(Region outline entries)
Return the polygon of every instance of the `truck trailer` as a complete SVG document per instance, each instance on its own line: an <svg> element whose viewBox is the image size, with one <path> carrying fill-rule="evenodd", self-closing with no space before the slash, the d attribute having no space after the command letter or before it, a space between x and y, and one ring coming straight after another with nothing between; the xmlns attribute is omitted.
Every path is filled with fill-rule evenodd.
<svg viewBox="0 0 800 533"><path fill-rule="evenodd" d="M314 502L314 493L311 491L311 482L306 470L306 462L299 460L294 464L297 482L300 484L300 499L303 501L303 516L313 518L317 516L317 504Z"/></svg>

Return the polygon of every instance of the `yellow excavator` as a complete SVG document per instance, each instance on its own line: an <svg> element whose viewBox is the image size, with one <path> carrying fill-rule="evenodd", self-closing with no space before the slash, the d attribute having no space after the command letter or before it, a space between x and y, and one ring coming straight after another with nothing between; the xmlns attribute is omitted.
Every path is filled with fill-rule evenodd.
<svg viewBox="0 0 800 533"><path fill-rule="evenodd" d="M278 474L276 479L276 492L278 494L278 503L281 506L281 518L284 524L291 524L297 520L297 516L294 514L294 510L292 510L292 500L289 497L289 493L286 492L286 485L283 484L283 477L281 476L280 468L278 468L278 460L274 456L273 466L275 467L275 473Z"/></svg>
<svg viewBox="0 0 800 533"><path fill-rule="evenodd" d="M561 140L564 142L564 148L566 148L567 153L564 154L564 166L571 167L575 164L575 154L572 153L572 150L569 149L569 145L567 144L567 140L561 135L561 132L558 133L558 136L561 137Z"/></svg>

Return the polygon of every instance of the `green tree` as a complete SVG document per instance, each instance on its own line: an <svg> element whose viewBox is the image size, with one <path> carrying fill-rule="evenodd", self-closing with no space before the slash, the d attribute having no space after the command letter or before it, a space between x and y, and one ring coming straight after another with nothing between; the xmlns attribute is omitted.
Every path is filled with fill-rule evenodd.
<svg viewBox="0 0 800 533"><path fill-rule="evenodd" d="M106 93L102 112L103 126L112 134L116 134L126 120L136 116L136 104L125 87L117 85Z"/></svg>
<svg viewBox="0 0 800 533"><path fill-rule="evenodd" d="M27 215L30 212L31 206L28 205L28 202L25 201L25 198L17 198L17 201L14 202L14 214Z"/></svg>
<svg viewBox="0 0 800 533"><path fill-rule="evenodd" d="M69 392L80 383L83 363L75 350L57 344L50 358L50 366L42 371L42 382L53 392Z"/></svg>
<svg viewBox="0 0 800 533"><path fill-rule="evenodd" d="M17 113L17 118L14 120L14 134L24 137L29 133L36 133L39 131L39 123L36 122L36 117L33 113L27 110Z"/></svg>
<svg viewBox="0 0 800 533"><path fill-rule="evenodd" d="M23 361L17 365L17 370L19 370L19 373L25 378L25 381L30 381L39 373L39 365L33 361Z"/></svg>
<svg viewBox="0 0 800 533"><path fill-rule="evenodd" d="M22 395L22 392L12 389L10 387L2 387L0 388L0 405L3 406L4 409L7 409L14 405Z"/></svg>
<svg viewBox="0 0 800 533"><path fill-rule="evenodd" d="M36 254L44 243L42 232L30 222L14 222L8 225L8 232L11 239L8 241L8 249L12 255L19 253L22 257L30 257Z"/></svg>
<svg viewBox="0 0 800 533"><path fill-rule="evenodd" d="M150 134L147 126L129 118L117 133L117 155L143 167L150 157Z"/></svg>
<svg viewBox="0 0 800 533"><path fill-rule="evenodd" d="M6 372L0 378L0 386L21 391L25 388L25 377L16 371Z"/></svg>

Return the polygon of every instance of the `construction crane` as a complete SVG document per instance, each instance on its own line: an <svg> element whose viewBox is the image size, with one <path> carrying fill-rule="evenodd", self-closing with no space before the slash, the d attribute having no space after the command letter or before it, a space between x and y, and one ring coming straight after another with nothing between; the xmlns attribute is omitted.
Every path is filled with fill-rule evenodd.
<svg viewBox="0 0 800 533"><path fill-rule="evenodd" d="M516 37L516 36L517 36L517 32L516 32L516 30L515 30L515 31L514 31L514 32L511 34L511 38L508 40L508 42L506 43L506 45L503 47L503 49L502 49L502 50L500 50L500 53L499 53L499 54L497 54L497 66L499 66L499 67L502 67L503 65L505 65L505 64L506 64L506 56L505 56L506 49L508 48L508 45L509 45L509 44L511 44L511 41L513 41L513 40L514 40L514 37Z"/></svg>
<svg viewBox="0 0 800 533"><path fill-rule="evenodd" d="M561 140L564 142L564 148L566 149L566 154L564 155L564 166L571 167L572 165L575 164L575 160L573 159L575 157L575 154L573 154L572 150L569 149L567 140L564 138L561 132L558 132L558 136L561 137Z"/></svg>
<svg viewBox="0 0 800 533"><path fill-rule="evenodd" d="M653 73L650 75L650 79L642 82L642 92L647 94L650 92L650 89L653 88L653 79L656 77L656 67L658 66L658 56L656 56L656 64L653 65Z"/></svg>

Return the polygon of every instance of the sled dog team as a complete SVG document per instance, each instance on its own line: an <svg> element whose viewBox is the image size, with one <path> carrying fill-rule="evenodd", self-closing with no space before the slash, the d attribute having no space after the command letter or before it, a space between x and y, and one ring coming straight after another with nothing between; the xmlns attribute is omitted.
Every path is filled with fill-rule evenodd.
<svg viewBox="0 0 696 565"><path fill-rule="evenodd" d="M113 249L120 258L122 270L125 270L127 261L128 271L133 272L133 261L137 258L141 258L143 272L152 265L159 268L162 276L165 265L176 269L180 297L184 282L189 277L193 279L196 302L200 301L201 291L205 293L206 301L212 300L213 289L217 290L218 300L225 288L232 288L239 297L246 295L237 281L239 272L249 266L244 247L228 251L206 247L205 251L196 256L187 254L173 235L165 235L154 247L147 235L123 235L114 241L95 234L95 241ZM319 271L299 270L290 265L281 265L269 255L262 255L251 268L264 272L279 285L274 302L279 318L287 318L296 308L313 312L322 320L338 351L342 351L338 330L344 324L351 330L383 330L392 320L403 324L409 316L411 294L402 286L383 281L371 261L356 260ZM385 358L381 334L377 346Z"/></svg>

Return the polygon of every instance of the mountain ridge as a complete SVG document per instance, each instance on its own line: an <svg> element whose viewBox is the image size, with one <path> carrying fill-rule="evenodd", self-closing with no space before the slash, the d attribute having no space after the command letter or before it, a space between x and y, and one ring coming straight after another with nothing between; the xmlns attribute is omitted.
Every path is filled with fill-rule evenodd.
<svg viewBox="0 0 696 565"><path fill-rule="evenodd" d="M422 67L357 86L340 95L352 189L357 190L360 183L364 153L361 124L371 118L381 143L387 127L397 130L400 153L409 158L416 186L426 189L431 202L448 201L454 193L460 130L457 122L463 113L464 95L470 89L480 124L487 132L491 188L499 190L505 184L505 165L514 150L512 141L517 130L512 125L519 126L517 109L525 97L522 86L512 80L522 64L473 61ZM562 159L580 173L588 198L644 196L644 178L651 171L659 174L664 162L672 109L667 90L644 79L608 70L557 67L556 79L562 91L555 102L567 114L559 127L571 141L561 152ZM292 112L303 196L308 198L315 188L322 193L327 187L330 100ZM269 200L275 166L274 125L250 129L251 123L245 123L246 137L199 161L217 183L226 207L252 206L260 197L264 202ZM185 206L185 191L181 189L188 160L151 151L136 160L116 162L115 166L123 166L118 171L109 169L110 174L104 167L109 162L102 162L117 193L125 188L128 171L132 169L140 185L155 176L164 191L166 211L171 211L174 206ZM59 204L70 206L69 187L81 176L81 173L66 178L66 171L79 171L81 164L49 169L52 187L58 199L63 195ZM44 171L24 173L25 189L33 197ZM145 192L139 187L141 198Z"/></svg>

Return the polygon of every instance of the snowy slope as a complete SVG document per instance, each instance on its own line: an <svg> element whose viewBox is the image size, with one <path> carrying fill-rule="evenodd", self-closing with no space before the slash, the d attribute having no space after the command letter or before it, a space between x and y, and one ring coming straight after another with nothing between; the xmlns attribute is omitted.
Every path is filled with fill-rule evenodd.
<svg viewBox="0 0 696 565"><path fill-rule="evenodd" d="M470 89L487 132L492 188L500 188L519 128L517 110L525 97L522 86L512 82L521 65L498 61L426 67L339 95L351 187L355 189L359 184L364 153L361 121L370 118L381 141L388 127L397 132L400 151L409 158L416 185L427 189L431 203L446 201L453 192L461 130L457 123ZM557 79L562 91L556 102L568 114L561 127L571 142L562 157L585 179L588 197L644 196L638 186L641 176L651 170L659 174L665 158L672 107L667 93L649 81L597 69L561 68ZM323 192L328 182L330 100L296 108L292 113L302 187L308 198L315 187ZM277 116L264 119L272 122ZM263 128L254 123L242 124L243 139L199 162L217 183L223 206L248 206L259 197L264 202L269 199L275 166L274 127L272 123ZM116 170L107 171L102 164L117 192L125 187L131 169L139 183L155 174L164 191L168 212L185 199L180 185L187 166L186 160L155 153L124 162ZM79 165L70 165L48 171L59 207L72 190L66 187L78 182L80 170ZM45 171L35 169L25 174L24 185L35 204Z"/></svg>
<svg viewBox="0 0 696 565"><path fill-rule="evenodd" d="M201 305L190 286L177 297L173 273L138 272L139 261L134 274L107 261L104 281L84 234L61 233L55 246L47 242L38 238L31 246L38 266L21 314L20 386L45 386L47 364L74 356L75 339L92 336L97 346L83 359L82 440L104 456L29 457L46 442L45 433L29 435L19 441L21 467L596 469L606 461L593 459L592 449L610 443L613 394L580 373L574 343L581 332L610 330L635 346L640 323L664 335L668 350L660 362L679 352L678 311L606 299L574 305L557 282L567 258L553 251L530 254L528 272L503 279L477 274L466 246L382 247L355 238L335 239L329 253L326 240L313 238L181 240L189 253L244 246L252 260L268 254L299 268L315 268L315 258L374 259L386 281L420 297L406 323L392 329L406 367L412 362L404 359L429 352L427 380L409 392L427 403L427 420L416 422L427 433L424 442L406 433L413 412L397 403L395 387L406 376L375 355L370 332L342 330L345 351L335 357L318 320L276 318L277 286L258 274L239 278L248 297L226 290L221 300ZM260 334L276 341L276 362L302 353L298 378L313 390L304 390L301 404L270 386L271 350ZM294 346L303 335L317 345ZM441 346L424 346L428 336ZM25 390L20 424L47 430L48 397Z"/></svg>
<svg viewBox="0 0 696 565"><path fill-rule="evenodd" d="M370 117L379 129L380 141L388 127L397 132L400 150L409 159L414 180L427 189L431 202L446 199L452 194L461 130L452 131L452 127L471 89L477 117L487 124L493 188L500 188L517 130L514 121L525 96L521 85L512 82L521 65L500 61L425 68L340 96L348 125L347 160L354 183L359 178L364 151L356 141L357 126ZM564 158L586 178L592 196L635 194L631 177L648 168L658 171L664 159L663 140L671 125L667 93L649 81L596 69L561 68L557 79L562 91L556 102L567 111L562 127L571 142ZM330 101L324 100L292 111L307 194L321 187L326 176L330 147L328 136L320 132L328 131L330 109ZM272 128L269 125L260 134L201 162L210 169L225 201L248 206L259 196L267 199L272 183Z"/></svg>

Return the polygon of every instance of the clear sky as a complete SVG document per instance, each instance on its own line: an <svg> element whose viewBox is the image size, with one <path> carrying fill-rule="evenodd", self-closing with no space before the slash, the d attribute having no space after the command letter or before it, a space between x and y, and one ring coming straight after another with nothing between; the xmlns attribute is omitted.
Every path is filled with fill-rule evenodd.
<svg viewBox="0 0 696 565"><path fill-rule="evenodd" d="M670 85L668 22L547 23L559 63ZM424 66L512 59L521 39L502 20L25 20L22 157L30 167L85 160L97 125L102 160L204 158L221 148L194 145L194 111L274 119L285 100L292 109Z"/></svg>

» Problem to solve
Copy out the lines above, starting at the one containing "Return the polygon of every instance of the mountain" and ending at the one containing "67L357 86L340 95L352", both included, without altering a character.

» Answer to the task
Return the polygon of every instance of the mountain ridge as a complete SVG document per instance, each instance on its own line: an <svg> element whose viewBox is the image size, with one <path> carrying fill-rule="evenodd", self-closing with no space before the slash, the d attribute having no space after the command letter or before it, a space between x and y, and one ring coming straight after another with nothing between; the xmlns attribute is omitted.
Every path is filled with fill-rule evenodd.
<svg viewBox="0 0 696 565"><path fill-rule="evenodd" d="M422 67L357 86L340 95L352 189L357 190L360 183L364 153L361 124L371 118L381 143L387 127L397 130L400 153L409 158L416 186L426 189L431 202L448 201L454 193L460 130L457 122L463 113L464 95L470 89L480 124L487 132L491 188L499 190L505 184L505 165L514 150L512 141L517 130L512 125L519 126L517 109L525 97L522 86L512 80L522 64L473 61ZM562 159L580 173L588 198L644 196L644 178L651 171L659 174L664 162L672 109L667 90L644 79L608 70L557 67L556 79L562 91L555 102L567 114L559 127L571 141L561 152ZM292 112L303 196L308 198L315 188L322 193L327 187L330 100ZM269 200L275 166L274 125L250 129L251 123L245 123L246 137L199 161L217 183L226 207L252 206L260 197L264 202ZM185 206L185 191L181 189L188 160L151 151L136 160L116 162L115 166L123 166L118 171L109 169L110 174L104 167L109 162L102 162L117 193L125 188L128 171L132 169L140 185L155 176L164 191L166 211L171 211L174 206ZM59 204L70 206L69 187L81 176L81 173L66 178L66 171L79 171L81 164L49 169L52 187L58 199L63 195ZM44 171L24 173L25 189L33 197ZM145 192L139 187L141 198Z"/></svg>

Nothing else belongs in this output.